**EXERCISE SET**
A – Decide whether each statement below agrees with the section on Hamiltonian viscosity methods. Answer yes or no for each and quote the deciding words. (i) A Gaussian thermostat, or another kind, may be added so the sample does not heat up gradually. (ii) Lees and Edwards gave the construct $(qp)$ the name Doll's tensor. (iii) When Lees-Edwards shearing boundary conditions are used, the flow is driven by the additional terms in the equations of motion.
B – Extend the section on Hamiltonian viscosity methods, beginning after its final sentence.

**STUDY TEXT**
*** Begin section ***
5.3 Viscosity: Hamiltonian methods
(Of dolls and practical jokes)
Subsections
Further Sections
Hoover-Cupido
[Phys.Rev.A 22(1980)1690]
Reverting to the $q,p$ notation we introduce an appropriate perturbative term in the Hamiltonian:
$
\Delta H = \sum_{i}
\left( \vec{q}_{i} \vec{p}_{i}\right):\left(
\vec{\nabla}\vec{u}\right)^{T}
$
where $\vec{u}(\vec{q})$ is the hydrodynamic velocity field, and
$
A: B^{T} \equiv
A_{\alpha \beta} \left( B^{T}\right)_{\beta \alpha}
$
(inner product.)
For reasons of his own, W. Hoover dubbed the construct
$(qp)$ Doll's tensor.
Written in dummy index notation we have (omitting the particle index $i$)
$
\Delta H = q_{\alpha} p_{\beta} \partial_{\alpha} u_{\beta}
$
and the resulting equations of motion are
$ \begin{eqnarray}
\dot{q}_{\gamma} &=& \frac{1}{m}p_{\gamma}
+q_{\alpha}\partial_{\alpha} u_{\gamma}\\
\dot{p}_{\gamma} &=& K_{\gamma}
-p_{\beta}\partial_{\gamma} u_{\beta}
\end{eqnarray} $
To avoid gradual heating of the sample, a Gaussian (or other) thermostat
may be added.
For the simple homogeneous shear with $\gamma \equiv \partial_{z} u_{x}$
as the only non-vanishing element of $\nabla \vec{u}$, the
above equations read
$ \begin{eqnarray}
\dot{x}&=&\frac{1}{m}p_{x}+\gamma z
\\
\dot{y}&=&\frac{1}{m}p_{y}
\\
\dot{z}&=&\frac{1}{m}p_{z}
\\
\dot{p}_{x}&=&K_{x}
\\
\dot{p}_{y}&=&K_{y}
\\
\dot{p}_{z}&=&K_{z}- \gamma p_{x}
\end{eqnarray} $
Shearing boundary conditions as introduced by Lees and Edwards
may be applied. But now the flow is driven by the additional terms
in the equations of motion.
*** End section ***
**STORED DATA**
*** Begin section ***
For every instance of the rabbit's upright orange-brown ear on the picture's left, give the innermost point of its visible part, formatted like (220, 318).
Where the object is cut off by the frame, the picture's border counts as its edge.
*** End section ***
*** Begin section ***
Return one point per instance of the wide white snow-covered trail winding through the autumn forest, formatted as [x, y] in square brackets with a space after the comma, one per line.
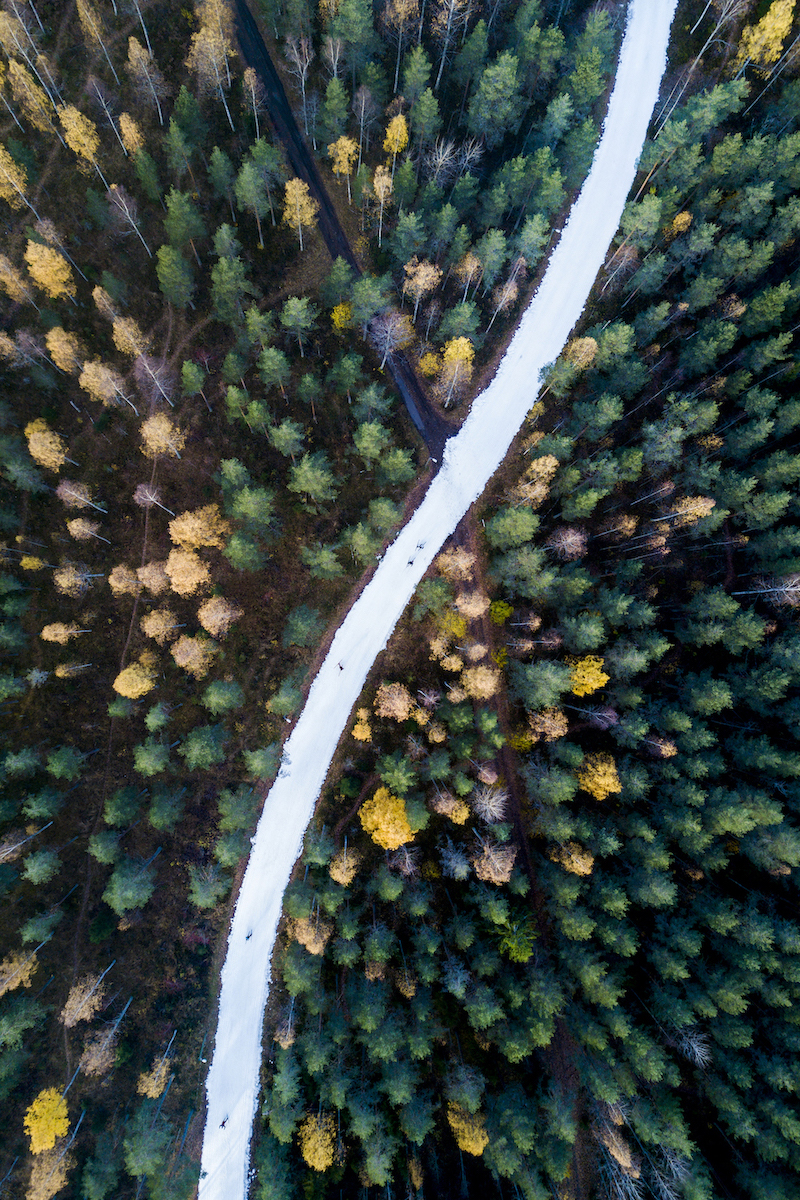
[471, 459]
*** End section ***
**RESPONSES TO THE TASKS**
A –
(i) Yes: "To avoid gradual heating of the sample, a Gaussian (or other) thermostat may be added."
(ii) No: "For reasons of his own, W. Hoover dubbed the construct"
(iii) Yes: "But now the flow is driven by the additional terms in the equations of motion."

B –
Again, the stress tensor element $\sigma_{xz}$ is evaluated, and from
its average the viscosity is determined as
$\eta=-<\sigma_{xz}>/\gamma$.
The method may used with an oscillatory applied shear,
yielding the frequency-dependent viscosity. Also, a volume dilation may
be applied to determine the bulk visosity.
Evans-Morriss
[Computer Phys. Rep. 1/6(1984) 297]
These authors remarked that the in the stationary laminar shear case
the Hoover-(qp) algorithm does not produce the correct flow pattern.
As evident from equ. ... the shear force acts on the
"wrong" component of the momentum - $p_{z}$ instead of $p_{x}$.
This does not destroy the relation between $\sigma_{xz}$ and $\eta$,
but it results in an unphysical flow geometry.
Evans and Morris suggested a simple solution. Instead of
...-... they wrote
$ \begin{eqnarray}
\dot{q}_{\gamma} &=& \frac{1}{m}p_{\gamma}
+q_{\alpha}\partial_{\alpha} u_{\gamma}\\
\dot{p}_{\gamma} &=& K_{\gamma}
-p_{\alpha}\partial_{\alpha} u_{\gamma}
\end{eqnarray} $
For simple Couette flow we now have
$ \begin{eqnarray}
\dot{x}&=&\frac{1}{m}p_{x}+z\gamma
\\
\dot{y}&=&\frac{1}{m}p_{y}
\\
\dot{z}&=&\frac{1}{m}p_{z}
\\
\dot{p}_{x}&=&K_{x}- p_{z} \gamma \;\;\left[ -\frac{\lambda}{m}p_{x}
\right]\\
\dot{p}_{y}&=&K_{y}\;\;\;\;\; \left[-\frac{\lambda}{m}p_{y} \right]
\\
\dot{p}_{z}&=&K_{z}\;\;\;\;\;\left[ -\frac{\lambda}{m}p_{z}\right]
\end{eqnarray} $
where in $\left[ \dots \right]$
we have added optional Gaussian constraint forces to keep
$T=const$. It is clear that equ. ...
has now the right form to produce Couette flow. In addition, these authors
demonstrated that their method produces the correct viscosity up to
much higher (non-linear regime) shear values than the Doll's tensor
method.
Evans' and Morriss' equations of motion cannot be derived from a
perturbed Hamiltonian. However, they fulfill the necessary linear
response condition ....
The above equations of motion are known as S'LLOD equations,
as they make use of the tensor $(\vec{p}\vec{q})$, the transpose of
the DOLL'S tensor $(\vec{q}\vec{p})$.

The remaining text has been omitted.